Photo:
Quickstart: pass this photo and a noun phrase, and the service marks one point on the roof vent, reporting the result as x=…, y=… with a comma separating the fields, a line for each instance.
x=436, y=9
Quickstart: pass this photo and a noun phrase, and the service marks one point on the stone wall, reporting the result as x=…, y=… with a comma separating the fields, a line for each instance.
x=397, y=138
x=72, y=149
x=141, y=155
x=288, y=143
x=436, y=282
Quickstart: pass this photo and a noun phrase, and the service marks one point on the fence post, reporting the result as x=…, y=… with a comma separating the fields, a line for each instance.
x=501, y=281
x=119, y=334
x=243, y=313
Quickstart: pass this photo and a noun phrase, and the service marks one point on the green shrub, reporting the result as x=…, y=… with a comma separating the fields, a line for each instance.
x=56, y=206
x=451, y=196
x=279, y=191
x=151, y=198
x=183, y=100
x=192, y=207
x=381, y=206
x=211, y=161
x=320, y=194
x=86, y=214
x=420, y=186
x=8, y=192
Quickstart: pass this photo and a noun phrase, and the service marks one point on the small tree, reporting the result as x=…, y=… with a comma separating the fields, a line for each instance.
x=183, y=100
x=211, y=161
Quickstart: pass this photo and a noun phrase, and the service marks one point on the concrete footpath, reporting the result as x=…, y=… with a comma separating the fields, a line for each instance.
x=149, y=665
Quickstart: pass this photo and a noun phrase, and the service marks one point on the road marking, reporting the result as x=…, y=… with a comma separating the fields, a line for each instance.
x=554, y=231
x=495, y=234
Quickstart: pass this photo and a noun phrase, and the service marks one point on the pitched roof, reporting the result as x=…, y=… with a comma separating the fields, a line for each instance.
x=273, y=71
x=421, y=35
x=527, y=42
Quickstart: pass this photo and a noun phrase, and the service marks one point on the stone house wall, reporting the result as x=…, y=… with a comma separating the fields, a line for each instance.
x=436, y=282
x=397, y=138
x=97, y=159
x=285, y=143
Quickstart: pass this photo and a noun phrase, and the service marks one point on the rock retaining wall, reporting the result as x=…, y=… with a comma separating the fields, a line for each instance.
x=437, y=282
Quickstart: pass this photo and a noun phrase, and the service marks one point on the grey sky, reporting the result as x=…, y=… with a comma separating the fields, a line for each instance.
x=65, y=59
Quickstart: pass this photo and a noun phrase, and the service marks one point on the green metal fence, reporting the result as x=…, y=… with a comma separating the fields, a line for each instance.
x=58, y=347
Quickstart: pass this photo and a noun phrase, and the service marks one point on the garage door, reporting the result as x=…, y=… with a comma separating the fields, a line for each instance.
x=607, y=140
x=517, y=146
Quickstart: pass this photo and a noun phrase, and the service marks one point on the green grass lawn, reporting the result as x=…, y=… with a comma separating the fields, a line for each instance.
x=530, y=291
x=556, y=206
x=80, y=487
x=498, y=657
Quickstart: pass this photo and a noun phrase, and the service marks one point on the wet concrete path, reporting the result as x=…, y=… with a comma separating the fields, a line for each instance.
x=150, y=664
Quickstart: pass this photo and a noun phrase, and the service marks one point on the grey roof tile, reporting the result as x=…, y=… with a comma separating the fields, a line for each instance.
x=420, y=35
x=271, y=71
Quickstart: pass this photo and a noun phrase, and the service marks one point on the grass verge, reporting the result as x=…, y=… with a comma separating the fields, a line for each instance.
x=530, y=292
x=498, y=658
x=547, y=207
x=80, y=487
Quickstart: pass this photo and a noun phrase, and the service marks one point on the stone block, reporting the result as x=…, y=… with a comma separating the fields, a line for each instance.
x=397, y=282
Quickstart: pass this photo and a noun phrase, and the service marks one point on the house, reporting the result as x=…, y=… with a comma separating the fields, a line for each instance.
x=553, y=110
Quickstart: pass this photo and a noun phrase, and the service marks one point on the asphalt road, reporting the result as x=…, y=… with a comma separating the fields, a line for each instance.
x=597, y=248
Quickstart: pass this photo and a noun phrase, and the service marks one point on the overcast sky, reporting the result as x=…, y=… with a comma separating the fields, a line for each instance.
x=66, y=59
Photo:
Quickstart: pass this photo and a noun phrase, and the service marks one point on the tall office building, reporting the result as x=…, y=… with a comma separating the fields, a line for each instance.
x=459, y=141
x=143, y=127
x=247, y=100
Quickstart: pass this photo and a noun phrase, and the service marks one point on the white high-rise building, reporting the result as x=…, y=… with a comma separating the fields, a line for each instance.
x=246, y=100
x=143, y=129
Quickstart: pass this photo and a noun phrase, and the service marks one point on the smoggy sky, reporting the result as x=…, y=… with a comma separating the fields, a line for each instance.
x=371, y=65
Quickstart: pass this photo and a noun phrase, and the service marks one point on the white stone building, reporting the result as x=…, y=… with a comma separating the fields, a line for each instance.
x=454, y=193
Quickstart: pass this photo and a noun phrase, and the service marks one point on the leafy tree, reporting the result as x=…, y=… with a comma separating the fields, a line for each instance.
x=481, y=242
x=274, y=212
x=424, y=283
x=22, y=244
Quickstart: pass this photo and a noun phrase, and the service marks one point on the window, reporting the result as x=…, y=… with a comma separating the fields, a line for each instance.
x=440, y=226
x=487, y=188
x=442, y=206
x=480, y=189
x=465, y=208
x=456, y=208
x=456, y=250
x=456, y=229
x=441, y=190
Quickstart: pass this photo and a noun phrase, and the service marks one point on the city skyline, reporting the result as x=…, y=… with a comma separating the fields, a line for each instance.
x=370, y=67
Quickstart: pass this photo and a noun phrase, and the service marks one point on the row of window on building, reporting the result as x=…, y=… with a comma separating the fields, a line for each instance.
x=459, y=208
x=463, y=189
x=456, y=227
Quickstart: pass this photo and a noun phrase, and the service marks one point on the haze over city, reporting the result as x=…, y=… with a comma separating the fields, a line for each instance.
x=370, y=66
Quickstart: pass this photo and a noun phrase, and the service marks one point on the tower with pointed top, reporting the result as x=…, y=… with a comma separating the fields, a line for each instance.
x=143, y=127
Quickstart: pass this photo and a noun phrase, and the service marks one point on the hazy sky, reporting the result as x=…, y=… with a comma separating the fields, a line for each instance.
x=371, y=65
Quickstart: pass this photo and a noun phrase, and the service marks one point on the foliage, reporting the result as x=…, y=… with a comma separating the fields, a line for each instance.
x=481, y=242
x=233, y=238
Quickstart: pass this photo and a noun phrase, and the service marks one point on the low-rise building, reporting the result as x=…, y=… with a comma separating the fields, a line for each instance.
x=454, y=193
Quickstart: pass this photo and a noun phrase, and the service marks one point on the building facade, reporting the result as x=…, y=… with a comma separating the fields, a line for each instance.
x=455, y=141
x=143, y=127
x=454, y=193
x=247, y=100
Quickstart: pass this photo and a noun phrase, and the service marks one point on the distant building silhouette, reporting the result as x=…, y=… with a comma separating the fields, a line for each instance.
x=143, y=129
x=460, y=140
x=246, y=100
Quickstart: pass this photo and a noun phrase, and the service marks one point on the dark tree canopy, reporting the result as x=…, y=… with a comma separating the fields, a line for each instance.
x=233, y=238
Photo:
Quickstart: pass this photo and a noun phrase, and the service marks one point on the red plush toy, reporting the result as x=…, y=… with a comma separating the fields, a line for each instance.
+ + + +
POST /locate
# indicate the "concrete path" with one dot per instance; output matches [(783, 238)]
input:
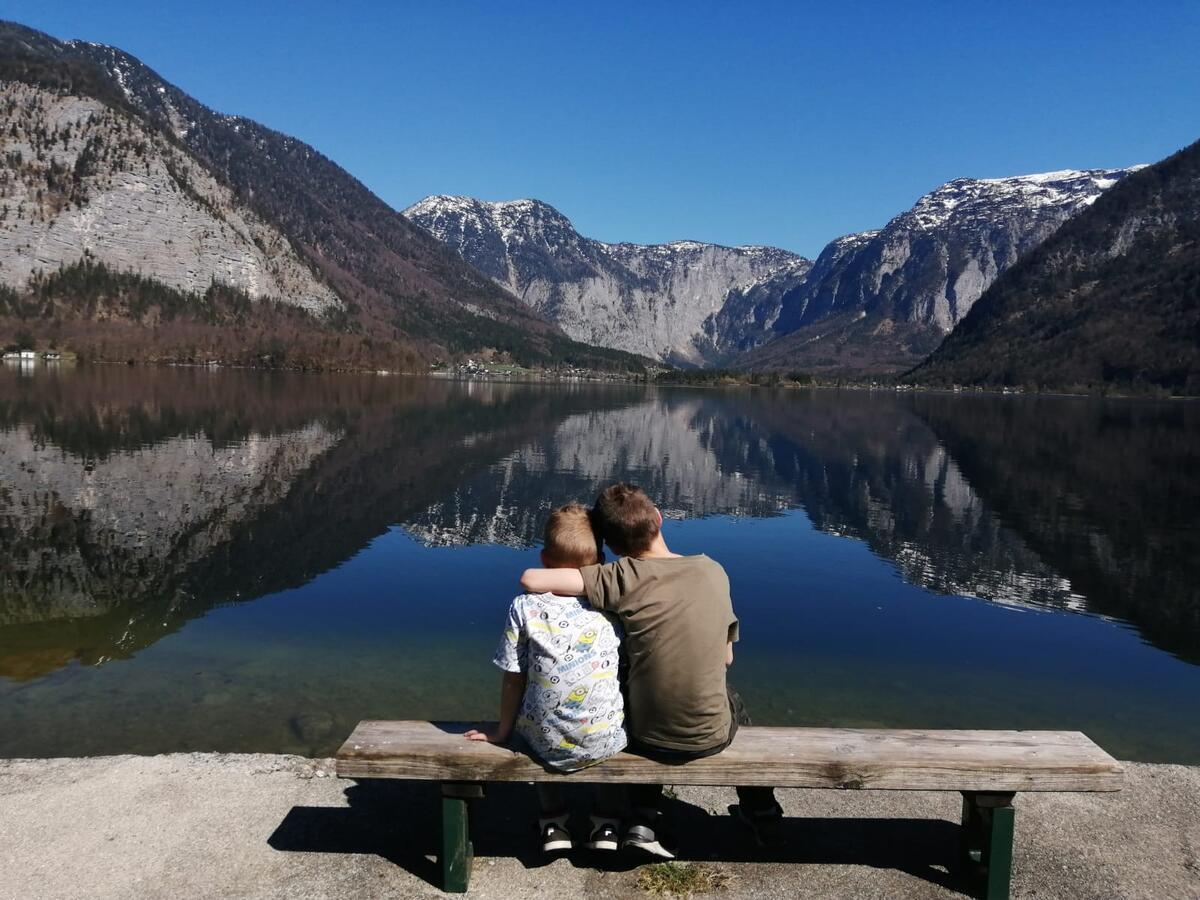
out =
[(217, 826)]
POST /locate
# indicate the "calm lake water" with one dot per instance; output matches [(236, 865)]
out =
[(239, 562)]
+ + + +
§ Your task
For each line of the data that includes the word "matches", return a copy of it.

§ Output below
# indicate the "concrete path" with one dot per instance; output matches [(783, 238)]
# indicate the "calm lake water" with one dot per instance; output matches [(236, 865)]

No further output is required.